**REQUIREMENTS:** Pull out the lines of the records running from the one containing "of the fielder" through the one containing "(1093, 560)", both included, and reproduce them unchanged.

(Raw records)
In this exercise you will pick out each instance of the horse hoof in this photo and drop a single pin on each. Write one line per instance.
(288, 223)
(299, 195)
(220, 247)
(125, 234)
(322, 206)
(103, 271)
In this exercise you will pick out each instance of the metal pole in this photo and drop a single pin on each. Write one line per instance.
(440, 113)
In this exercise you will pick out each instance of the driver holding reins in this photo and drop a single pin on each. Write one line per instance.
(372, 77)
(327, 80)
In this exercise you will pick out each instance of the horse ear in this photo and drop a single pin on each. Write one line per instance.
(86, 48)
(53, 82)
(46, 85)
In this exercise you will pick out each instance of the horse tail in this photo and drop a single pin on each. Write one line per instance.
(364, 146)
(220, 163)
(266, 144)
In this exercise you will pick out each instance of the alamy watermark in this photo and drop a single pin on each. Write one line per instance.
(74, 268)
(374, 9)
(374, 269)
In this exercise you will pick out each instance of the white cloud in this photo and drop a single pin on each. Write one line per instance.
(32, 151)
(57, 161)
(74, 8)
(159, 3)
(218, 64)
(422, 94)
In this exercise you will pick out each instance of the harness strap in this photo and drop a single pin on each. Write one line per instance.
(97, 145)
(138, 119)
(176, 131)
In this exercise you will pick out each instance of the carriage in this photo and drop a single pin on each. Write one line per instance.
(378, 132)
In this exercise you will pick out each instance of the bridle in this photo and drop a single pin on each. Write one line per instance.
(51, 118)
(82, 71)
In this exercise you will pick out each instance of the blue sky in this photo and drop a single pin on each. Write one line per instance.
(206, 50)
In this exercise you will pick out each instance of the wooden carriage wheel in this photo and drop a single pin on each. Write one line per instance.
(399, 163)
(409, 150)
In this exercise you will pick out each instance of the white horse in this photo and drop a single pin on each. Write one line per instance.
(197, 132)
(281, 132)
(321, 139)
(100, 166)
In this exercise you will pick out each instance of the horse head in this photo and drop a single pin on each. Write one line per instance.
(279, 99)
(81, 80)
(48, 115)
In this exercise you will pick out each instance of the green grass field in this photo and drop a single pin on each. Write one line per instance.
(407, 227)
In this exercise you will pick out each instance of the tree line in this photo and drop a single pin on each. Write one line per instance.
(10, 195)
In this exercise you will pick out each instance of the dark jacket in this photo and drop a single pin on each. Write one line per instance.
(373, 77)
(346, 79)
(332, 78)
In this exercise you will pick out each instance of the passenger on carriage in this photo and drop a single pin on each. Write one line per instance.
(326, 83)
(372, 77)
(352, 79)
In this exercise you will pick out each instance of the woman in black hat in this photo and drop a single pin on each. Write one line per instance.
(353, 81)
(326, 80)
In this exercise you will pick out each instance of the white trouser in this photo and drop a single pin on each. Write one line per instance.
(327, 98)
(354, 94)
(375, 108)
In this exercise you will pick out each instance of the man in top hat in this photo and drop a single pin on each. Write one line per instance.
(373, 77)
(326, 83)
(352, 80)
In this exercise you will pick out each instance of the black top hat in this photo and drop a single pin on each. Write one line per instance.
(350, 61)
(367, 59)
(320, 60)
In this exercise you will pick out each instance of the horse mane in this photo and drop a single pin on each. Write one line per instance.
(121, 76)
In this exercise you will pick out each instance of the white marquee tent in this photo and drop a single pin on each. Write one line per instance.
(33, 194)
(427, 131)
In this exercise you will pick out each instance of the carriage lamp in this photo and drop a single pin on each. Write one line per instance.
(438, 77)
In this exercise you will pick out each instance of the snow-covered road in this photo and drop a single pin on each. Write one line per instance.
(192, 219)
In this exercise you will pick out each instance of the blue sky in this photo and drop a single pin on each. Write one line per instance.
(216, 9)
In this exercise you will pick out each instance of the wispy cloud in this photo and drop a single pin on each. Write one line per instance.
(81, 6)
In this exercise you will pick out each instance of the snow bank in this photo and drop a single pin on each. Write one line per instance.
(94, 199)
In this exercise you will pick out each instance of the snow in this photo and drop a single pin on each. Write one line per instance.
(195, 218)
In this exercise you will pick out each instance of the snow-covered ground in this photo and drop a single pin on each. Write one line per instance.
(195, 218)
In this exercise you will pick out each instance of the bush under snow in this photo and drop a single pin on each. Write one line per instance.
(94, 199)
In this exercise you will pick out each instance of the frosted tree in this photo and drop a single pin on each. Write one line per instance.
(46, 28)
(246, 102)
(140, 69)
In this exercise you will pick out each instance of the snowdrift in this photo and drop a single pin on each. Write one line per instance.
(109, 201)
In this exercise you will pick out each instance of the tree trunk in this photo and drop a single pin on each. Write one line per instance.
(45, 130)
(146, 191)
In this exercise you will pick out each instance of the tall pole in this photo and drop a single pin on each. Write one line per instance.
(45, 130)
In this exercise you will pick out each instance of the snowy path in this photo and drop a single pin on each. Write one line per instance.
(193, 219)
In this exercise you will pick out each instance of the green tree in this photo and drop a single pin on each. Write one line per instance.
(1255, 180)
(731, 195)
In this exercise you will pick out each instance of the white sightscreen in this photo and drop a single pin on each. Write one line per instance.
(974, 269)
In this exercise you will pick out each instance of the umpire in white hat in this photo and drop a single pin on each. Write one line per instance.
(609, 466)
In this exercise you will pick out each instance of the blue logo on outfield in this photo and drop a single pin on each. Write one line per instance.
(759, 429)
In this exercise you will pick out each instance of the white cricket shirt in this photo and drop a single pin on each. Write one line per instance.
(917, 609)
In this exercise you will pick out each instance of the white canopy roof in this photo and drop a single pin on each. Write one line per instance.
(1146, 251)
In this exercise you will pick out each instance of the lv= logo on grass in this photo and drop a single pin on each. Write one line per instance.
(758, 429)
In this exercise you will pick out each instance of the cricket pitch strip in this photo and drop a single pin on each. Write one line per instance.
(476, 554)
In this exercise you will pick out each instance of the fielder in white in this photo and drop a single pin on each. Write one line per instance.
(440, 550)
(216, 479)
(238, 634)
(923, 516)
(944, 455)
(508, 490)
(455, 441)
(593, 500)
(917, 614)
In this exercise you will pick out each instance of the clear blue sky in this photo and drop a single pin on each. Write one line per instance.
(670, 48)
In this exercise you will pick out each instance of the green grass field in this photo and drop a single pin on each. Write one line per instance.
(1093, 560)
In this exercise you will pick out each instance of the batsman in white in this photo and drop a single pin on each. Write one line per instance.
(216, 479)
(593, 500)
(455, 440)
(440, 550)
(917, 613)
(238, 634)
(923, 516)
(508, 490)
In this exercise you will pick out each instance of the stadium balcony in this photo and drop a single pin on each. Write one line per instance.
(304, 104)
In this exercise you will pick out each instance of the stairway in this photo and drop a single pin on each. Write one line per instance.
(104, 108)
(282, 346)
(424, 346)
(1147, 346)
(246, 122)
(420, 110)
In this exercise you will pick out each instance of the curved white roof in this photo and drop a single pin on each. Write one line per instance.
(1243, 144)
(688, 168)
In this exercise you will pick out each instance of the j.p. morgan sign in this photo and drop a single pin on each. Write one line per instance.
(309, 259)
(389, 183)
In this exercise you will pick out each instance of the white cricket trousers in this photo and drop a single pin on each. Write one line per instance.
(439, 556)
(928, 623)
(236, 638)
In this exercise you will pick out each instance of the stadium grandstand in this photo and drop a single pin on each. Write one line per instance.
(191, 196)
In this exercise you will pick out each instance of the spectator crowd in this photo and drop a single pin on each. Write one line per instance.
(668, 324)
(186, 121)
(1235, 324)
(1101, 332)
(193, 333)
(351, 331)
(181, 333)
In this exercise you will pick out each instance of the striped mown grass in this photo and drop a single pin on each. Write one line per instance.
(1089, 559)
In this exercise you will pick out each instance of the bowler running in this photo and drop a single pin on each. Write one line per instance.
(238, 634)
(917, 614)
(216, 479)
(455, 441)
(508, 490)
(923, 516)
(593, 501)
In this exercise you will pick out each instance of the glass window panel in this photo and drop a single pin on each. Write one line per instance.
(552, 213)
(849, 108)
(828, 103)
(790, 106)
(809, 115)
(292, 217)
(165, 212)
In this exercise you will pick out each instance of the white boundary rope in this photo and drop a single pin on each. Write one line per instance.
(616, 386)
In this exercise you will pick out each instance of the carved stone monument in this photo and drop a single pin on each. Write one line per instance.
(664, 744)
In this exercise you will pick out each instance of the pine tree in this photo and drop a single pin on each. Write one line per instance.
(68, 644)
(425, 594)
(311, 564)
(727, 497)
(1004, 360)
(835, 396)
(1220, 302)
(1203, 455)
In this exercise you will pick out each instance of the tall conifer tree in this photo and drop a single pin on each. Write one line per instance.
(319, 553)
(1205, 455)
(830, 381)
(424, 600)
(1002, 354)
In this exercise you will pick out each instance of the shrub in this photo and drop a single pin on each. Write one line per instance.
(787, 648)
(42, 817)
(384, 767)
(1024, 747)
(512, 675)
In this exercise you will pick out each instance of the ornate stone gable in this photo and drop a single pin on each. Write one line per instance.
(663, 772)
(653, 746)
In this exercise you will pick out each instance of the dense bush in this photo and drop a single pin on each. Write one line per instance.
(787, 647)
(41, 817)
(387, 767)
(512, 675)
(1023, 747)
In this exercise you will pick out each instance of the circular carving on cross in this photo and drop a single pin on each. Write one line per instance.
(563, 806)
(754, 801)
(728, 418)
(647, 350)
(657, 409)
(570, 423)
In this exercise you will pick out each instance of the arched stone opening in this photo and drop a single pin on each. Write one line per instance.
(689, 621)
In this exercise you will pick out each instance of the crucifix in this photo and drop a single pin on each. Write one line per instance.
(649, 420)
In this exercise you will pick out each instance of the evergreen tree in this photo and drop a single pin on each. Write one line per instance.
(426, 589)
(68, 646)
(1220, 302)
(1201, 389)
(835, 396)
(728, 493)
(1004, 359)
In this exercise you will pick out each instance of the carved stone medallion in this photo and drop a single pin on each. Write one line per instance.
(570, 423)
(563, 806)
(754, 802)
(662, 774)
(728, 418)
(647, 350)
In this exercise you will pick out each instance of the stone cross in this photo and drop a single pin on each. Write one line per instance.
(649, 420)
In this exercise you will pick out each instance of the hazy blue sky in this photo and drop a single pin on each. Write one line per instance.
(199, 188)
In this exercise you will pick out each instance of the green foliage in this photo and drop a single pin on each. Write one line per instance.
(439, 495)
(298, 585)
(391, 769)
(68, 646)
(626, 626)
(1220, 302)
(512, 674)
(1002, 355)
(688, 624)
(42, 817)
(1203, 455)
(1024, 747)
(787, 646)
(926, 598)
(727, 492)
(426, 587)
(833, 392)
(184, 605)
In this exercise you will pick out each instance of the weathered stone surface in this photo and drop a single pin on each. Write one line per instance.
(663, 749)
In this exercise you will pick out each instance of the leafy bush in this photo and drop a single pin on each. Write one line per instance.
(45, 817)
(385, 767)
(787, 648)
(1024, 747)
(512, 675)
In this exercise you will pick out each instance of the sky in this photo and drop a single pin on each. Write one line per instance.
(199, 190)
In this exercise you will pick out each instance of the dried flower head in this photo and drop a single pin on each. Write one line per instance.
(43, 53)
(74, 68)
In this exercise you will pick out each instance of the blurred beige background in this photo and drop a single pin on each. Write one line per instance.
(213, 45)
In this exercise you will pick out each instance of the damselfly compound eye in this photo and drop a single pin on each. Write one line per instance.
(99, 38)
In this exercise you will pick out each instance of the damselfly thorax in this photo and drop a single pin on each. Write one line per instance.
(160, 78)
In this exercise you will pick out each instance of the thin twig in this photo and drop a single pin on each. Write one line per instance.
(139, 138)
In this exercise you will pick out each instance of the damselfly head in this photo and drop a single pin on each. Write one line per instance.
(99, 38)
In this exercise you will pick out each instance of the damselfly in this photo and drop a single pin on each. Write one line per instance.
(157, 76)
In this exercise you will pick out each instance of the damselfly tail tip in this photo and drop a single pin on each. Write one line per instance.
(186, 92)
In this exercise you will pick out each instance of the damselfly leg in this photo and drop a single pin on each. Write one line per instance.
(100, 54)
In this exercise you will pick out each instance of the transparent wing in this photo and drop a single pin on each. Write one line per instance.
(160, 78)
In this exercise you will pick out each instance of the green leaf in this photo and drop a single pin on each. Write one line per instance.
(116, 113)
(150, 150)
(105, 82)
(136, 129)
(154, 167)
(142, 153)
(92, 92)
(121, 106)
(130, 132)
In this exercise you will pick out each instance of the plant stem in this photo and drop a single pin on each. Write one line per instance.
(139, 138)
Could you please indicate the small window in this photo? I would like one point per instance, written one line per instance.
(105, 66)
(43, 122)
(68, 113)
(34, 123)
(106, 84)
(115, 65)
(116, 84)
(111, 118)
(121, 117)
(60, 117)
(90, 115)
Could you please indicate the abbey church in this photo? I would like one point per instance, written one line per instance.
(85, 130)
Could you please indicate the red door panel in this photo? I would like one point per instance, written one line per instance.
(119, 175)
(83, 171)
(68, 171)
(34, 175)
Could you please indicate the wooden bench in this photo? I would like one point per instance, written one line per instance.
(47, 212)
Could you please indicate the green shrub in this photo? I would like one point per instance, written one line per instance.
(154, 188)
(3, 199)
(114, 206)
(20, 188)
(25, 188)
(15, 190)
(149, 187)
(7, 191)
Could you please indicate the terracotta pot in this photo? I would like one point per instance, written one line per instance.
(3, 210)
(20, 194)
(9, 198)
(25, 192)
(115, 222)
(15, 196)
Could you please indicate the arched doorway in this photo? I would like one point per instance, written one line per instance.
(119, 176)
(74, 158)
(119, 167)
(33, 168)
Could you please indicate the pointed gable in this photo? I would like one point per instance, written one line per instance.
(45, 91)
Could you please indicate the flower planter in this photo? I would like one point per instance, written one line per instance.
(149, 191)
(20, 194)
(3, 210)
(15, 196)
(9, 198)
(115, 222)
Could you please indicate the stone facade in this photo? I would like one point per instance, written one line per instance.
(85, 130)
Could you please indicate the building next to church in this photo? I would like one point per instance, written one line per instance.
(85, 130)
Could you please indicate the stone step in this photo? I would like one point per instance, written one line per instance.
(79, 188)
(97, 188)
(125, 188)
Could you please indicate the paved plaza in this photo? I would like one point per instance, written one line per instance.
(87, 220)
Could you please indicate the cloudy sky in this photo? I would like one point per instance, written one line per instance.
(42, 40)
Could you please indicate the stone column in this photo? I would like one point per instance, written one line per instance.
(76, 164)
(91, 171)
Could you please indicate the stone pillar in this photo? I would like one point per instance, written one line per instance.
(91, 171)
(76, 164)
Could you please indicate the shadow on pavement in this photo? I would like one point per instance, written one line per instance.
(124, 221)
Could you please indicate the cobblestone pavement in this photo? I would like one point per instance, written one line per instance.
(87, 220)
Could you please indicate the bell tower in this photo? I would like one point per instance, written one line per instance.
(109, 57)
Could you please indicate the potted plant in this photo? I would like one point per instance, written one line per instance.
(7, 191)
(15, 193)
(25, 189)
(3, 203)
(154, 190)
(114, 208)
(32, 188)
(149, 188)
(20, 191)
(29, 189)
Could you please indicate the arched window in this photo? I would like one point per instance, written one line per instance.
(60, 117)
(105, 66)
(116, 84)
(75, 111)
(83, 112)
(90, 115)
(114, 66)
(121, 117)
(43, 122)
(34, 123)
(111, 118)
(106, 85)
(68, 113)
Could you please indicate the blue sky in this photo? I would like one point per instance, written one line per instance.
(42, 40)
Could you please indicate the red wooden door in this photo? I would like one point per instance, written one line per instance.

**PROBLEM SOLUTION:**
In this exercise you will pick out each instance of the fielder in white in this photo and drop a single pin on each. Write one line per instance.
(440, 550)
(216, 479)
(238, 634)
(923, 516)
(944, 455)
(508, 490)
(455, 441)
(593, 500)
(917, 614)
In this exercise you will pick out each instance of the clear blue sky in this photo and drop a single pin on each. Write one line per instance.
(670, 48)
In this exercise you will pick out each instance of the green grass field in this photo and drop a single pin on each. Write one line per instance.
(1093, 560)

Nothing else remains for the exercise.